When seaweed wriggles its way into cookies, crackers, spaghetti – and beer – there’s no doubt that marine algae is having its day.
A growing appetite for seaweed such as kombu, nori and wakame is quickly expanding the world’s seaweed industry, valued at $6.4-billion (U.S.), according to a 2016 report from the United Nations University in Tokyo (based on 2014 data).
Already, global production of seaweed by tonne exceeds that of lemons and limes. Trendcasters from the Atlantic Magazine, Fiscal Times and NPR have declared seaweed “the new kale.”
Seaweed has achieved delicacy status at high-end restaurants such as Sooke Harbour House on Vancouver Island, which serves it raw, deep-fried, pickled, smoked or wrapped around B.C. halibut. Small businesses have caught the wave, too, adding the versatile ingredient to a wide range of specialty items that make the most of seaweed’s exotic cachet.
Kelp Stout, released in 2014, is a “really good seller,” says Heidi Fifield, retail manager for Tofino Brewing Co., who described the quaff as having a “dark chocolate and sea salt quality.”
Then there’s Kelp Caviar, launched in 2012 by Naor Cohen of Montreal, who wowed business tycoons on CBC’s Dragons’ Den with his fish-free product.
To meet this year’s demand, Cohen produced the equivalent of 150,000, 100-gram jars of pearl-shaped seaweed caviar, in flavours ranging from sturgeon to salmon.
While Asian countries have always held seaweed in high esteem, Western demand for the slippery stuff is driven by the novelty factor and seaweed’s reputation as a “superfood.”
Seaweed, categorized as red, green or brown algae, are high in vitamins, minerals and many other nutrients. Researchers are studying whether seaweed consumption may protect against health conditions ranging from breast cancer to cardiovascular disease. But as with most foods, it’s possible to go overboard on marine algae. Doctors have reported rare but serious cases of excess iodine and heavy metal toxicity in patients who consumed too much seaweed or seaweed supplements.
If you’re keen to add more seaweed to your diet, here’s what experts in the nutrition field have to say about how to enjoy it safely.

Dataset excerpts
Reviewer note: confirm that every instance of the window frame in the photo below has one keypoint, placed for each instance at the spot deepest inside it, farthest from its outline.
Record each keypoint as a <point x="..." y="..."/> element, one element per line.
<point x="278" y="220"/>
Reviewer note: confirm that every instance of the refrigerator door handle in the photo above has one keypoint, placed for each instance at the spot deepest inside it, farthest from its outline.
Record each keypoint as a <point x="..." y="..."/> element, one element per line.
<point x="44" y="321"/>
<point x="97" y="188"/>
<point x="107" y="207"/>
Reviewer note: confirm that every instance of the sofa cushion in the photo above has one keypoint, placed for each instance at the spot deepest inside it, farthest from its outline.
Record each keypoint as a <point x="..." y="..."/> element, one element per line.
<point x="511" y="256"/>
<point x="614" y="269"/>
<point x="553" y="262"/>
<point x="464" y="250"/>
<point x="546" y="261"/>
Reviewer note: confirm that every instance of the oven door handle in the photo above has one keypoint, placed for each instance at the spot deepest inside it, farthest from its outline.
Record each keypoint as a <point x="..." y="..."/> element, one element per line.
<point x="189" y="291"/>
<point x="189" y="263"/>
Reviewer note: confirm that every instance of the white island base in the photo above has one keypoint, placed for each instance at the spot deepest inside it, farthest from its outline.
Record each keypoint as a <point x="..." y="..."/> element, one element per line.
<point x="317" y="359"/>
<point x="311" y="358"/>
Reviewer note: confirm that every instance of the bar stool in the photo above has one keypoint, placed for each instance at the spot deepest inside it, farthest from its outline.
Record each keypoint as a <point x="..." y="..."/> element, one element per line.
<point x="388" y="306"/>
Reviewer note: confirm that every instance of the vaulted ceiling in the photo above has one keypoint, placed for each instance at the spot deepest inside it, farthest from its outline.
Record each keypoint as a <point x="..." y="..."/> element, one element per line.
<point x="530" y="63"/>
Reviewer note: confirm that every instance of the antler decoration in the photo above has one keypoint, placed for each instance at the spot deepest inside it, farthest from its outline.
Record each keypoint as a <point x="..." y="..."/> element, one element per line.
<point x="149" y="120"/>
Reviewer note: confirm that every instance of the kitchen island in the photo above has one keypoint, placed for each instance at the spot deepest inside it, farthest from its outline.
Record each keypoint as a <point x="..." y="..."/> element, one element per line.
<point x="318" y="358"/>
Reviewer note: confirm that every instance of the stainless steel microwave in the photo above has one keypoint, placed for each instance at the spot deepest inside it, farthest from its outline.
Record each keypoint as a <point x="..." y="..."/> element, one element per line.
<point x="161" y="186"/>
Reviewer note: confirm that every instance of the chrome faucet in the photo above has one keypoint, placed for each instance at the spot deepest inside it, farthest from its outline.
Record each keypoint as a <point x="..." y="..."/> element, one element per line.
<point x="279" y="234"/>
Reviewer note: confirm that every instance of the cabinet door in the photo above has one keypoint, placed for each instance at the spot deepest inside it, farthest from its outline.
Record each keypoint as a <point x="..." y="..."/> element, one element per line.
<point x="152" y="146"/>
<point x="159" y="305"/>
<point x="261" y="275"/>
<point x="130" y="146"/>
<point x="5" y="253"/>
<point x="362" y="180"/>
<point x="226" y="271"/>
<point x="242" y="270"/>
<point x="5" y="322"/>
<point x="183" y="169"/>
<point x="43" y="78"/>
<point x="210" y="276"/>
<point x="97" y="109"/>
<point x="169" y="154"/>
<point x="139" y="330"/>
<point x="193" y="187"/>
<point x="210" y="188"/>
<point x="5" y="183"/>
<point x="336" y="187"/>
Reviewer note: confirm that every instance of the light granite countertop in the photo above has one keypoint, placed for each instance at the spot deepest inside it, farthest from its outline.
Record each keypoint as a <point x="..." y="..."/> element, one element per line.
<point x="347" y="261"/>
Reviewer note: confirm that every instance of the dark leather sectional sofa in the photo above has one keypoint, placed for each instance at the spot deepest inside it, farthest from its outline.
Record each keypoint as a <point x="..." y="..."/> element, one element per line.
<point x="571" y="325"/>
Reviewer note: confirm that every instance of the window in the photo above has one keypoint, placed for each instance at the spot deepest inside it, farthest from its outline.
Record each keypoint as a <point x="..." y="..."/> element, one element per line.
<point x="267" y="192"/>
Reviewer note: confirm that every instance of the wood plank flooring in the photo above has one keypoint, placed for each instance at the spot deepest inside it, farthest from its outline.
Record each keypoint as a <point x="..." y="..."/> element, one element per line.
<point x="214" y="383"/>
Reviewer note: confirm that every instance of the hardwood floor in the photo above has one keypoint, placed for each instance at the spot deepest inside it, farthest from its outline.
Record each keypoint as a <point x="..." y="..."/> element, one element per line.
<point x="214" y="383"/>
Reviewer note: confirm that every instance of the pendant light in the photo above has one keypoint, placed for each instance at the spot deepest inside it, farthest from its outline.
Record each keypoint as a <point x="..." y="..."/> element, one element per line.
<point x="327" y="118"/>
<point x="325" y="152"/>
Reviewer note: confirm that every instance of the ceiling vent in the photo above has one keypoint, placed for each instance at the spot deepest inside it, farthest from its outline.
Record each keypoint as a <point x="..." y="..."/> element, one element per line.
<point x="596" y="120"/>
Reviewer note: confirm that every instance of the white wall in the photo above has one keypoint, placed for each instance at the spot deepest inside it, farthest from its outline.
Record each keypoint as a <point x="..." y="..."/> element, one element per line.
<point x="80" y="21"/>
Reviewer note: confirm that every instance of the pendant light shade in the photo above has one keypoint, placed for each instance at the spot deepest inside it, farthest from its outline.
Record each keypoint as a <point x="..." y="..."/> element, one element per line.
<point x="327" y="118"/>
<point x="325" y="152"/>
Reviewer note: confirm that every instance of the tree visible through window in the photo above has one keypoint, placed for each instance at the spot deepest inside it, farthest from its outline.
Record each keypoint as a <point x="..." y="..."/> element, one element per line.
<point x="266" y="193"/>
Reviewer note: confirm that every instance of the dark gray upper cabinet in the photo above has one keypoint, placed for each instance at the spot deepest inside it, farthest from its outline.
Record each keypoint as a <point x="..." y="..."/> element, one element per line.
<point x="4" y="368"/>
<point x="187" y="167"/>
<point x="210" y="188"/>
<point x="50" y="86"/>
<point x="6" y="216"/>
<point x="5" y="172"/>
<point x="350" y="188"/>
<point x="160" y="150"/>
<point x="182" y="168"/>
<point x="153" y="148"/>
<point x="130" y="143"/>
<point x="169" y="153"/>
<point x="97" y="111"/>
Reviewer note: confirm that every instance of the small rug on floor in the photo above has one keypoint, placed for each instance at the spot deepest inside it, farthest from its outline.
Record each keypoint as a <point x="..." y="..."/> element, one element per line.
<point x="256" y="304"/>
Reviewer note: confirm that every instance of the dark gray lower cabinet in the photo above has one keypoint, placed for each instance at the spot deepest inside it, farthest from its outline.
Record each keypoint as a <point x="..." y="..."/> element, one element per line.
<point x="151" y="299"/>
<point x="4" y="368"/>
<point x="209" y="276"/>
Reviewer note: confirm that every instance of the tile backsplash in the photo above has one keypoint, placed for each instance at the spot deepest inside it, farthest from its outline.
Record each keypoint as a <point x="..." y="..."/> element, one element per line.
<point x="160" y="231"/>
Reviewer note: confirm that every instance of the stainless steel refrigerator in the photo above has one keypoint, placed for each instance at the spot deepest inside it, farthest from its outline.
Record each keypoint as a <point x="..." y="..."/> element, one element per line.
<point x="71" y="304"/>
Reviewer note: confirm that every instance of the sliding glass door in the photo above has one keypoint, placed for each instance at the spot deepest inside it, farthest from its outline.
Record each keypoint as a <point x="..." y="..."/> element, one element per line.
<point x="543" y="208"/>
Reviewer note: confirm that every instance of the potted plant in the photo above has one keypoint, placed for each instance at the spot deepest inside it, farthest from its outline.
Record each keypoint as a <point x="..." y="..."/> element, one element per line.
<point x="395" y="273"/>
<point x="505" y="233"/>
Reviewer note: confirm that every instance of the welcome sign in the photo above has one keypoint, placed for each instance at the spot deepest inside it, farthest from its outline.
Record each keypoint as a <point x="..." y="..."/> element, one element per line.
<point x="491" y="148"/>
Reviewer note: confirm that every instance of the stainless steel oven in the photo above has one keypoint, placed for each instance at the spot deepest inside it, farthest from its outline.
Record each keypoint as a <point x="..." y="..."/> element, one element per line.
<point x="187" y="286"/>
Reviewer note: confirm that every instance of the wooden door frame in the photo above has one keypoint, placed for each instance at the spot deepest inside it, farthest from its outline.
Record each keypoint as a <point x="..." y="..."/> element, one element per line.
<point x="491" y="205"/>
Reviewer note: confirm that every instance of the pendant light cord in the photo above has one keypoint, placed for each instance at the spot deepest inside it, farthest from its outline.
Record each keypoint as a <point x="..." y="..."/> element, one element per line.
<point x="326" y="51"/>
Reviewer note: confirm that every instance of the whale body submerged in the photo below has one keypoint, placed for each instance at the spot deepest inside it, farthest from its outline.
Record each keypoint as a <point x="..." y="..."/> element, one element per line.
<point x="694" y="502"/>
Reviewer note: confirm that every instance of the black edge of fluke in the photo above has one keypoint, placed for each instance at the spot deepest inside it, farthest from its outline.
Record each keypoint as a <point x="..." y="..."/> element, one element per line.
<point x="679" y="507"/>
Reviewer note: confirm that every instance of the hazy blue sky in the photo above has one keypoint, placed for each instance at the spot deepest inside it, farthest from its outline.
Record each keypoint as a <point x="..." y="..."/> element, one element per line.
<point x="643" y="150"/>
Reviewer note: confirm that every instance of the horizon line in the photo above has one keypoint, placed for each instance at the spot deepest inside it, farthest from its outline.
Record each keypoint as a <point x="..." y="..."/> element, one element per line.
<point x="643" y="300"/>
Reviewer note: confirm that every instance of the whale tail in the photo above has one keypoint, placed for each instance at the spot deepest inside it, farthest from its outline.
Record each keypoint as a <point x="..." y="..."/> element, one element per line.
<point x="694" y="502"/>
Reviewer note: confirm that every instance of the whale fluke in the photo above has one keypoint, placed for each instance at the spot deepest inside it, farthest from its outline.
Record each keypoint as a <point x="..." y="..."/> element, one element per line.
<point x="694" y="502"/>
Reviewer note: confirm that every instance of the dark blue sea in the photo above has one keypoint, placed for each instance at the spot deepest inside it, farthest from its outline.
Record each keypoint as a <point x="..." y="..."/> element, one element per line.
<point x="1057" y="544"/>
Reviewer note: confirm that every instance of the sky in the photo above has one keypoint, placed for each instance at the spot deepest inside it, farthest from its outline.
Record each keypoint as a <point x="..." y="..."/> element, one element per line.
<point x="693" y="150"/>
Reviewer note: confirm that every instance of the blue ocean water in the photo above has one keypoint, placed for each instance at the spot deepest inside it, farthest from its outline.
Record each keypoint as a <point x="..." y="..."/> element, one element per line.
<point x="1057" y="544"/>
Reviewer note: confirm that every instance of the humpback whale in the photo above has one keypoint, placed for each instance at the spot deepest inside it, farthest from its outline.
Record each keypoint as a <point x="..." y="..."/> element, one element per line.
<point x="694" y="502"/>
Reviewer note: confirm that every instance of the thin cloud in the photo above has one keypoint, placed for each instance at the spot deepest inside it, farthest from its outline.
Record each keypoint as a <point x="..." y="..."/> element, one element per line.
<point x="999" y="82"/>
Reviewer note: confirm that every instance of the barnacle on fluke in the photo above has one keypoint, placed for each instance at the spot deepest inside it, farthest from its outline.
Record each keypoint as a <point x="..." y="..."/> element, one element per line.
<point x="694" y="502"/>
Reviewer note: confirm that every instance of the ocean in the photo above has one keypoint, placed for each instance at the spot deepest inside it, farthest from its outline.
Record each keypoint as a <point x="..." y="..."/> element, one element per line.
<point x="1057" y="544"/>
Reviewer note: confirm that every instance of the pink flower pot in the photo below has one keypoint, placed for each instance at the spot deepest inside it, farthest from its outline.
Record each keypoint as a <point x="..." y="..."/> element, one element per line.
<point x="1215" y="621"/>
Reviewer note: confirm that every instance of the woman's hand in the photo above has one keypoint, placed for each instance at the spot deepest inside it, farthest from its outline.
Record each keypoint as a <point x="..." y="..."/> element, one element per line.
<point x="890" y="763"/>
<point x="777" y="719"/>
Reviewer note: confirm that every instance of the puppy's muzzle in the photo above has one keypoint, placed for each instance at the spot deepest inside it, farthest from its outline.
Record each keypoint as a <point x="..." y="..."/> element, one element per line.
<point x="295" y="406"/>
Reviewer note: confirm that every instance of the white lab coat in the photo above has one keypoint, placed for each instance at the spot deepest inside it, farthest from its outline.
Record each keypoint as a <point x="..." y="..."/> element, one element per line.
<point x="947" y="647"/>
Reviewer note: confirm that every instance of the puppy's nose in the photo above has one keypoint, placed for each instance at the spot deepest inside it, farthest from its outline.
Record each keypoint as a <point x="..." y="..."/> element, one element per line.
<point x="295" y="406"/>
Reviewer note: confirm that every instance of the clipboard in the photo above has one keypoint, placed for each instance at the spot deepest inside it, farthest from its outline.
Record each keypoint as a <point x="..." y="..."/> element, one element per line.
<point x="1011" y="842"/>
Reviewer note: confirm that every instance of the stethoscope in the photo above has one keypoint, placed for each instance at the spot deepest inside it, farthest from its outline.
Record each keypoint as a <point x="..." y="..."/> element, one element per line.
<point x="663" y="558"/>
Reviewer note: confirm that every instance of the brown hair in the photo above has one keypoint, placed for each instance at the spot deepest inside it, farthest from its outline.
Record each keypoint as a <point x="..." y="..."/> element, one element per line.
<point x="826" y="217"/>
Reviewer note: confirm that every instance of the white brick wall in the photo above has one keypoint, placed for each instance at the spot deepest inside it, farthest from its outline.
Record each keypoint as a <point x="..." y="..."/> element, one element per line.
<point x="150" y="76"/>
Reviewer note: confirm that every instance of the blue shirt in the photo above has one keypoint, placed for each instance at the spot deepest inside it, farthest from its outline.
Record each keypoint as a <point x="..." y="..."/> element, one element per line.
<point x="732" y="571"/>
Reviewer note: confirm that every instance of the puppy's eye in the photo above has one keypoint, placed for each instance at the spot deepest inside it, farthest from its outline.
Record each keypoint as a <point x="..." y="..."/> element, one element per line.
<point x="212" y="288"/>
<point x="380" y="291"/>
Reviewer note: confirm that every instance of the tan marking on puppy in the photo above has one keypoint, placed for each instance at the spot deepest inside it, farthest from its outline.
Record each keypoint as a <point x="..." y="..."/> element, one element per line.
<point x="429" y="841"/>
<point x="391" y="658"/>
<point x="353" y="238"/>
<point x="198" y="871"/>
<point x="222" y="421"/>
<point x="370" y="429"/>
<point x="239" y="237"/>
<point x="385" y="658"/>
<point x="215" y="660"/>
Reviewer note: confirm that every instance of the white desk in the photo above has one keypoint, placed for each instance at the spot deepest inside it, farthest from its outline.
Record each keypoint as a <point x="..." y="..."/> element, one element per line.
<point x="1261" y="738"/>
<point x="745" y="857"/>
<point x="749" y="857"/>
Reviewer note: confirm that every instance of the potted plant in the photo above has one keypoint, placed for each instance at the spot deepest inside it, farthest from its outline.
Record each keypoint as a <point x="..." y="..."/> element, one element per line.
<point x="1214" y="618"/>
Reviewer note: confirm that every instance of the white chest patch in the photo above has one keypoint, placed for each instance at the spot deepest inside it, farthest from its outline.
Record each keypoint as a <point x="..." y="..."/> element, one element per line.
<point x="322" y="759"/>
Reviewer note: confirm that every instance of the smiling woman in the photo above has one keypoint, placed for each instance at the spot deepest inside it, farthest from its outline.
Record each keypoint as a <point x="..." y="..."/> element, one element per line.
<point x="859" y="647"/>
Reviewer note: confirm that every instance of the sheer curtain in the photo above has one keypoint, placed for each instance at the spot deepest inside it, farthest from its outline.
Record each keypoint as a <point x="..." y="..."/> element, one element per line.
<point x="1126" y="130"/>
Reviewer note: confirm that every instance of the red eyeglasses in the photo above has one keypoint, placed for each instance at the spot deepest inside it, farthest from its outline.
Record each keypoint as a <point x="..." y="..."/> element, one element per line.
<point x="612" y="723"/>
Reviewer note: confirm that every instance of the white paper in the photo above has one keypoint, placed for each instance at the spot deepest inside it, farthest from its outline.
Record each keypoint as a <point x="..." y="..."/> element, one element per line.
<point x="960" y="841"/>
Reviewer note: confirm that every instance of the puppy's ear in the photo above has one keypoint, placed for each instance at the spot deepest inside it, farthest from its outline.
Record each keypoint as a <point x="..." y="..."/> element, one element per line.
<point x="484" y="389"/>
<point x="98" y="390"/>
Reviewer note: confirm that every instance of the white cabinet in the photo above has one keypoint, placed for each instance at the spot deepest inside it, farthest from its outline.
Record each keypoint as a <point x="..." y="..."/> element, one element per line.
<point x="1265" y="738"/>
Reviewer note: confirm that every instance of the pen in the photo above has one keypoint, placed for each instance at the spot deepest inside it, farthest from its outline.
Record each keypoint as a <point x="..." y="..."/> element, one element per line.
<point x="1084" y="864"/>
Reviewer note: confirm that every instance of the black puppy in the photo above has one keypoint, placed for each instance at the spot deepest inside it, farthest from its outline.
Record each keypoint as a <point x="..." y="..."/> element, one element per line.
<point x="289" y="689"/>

Tasks to carry out
(1) For each of the following statements, state whether it agrees with the seaweed article, answering yes or no and quoting the words of the article that decide it. (a) Kelp Stout was released in 2014. (b) The $6.4-billion valuation of the seaweed industry rests on data from 2016. (c) Kelp Caviar was launched in 2012 by a producer based in Montreal.
(2) From the seaweed article, extract everything from "When seaweed wriggles" down to "seaweed’s exotic cachet.", reproducing the wording without alteration.

Results of the tasks
(1)
(a) Yes: "Kelp Stout, released in 2014"
(b) No: "according to a 2016 report from the United Nations University in Tokyo (based on 2014 data)"
(c) Yes: "Kelp Caviar, launched in 2012 by Naor Cohen of Montreal"

(2)
When seaweed wriggles its way into cookies, crackers, spaghetti – and beer – there’s no doubt that marine algae is having its day.
A growing appetite for seaweed such as kombu, nori and wakame is quickly expanding the world’s seaweed industry, valued at $6.4-billion (U.S.), according to a 2016 report from the United Nations University in Tokyo (based on 2014 data).
Already, global production of seaweed by tonne exceeds that of lemons and limes. Trendcasters from the Atlantic Magazine, Fiscal Times and NPR have declared seaweed “the new kale.”
Seaweed has achieved delicacy status at high-end restaurants such as Sooke Harbour House on Vancouver Island, which serves it raw, deep-fried, pickled, smoked or wrapped around B.C. halibut. Small businesses have caught the wave, too, adding the versatile ingredient to a wide range of specialty items that make the most of seaweed’s exotic cachet.